● **Selected passage**
>>>

Dementia does not care who you are. From President Ronald Reagan to your Aunt Tillie, anyone can fall prey to this insidious disease. Alzheimer’s  gradually overrides memory, personality, and emotions.

In his book, The Soul of Care – The Moral Education of a Husband and a Doctor, Arthur Kleinman spares nothing as he describes his decade long experiences as a psychiatrist and husband while his brilliant, talented wife, Joan, succumbed to Alzheimer’s.

Kleinman is, according to his bio on the book jacket, “one of the most renowned and influential scholars and writers on psychiatry, anthropology, global health, and cultural and humanistic issues in medicine.” [1] Consequently, the first half of the book examines the state of medical care and education in America.

Dehumanizing Medical Education

Like most interns, Kleinman entered the medical profession because he wanted to help people. The ideal of caring gets lost in the pressure cooker of residency experience, leaving many disillusioned. However, rather than let his ideals take a back seat, Kleinman explored, and later, taught, about the ways to maintain caring, even while health care costs escalate and efficiency is the name of the game.

<<<

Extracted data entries
>>>

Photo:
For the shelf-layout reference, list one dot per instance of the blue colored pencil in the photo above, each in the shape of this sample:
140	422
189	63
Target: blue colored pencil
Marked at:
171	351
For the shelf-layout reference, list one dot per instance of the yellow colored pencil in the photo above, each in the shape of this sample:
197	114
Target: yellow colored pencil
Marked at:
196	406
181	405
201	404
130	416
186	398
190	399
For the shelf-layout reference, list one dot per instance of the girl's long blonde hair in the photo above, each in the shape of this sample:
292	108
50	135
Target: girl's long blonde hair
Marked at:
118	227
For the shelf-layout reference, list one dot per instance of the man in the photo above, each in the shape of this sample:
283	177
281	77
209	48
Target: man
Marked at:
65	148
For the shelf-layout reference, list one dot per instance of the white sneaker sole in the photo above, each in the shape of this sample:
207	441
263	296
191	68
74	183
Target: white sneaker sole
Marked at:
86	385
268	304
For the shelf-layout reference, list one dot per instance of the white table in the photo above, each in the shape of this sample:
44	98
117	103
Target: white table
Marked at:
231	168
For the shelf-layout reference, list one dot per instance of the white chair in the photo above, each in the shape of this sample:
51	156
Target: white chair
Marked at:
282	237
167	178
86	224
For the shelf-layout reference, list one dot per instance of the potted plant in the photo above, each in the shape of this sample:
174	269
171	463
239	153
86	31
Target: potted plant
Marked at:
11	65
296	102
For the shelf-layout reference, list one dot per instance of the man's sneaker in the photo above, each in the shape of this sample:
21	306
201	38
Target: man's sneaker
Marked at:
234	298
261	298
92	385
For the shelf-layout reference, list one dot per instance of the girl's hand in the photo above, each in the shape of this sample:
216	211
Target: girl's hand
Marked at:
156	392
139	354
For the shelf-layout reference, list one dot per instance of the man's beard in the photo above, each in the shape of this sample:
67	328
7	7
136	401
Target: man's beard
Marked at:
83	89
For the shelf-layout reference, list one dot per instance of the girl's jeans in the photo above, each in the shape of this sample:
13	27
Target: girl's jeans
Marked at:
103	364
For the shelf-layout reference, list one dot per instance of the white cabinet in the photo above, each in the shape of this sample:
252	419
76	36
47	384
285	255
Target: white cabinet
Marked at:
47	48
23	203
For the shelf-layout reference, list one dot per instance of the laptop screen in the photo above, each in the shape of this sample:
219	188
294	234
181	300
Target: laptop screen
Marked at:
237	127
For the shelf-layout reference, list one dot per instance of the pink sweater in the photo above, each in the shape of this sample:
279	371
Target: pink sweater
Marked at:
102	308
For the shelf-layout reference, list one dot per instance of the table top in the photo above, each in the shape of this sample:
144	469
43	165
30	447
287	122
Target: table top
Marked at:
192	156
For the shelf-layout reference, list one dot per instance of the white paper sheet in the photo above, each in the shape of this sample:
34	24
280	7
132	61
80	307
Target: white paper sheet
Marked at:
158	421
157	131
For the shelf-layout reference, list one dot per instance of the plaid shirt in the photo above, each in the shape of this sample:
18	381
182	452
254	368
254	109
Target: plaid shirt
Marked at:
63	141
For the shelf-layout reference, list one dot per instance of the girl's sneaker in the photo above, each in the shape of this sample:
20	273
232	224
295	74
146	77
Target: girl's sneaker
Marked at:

<<<

● **Task statement**
Please edit the book review, beginning at the words "Like most interns, Kleinman" and stopping after "of the game.", with "pressure cooker" changed to "crucible". The items are separate material, apart from the book review.

● **Solution for this problem**
Like most interns, Kleinman entered the medical profession because he wanted to help people. The ideal of caring gets lost in the crucible of residency experience, leaving many disillusioned. However, rather than let his ideals take a back seat, Kleinman explored, and later, taught, about the ways to maintain caring, even while health care costs escalate and efficiency is the name of the game.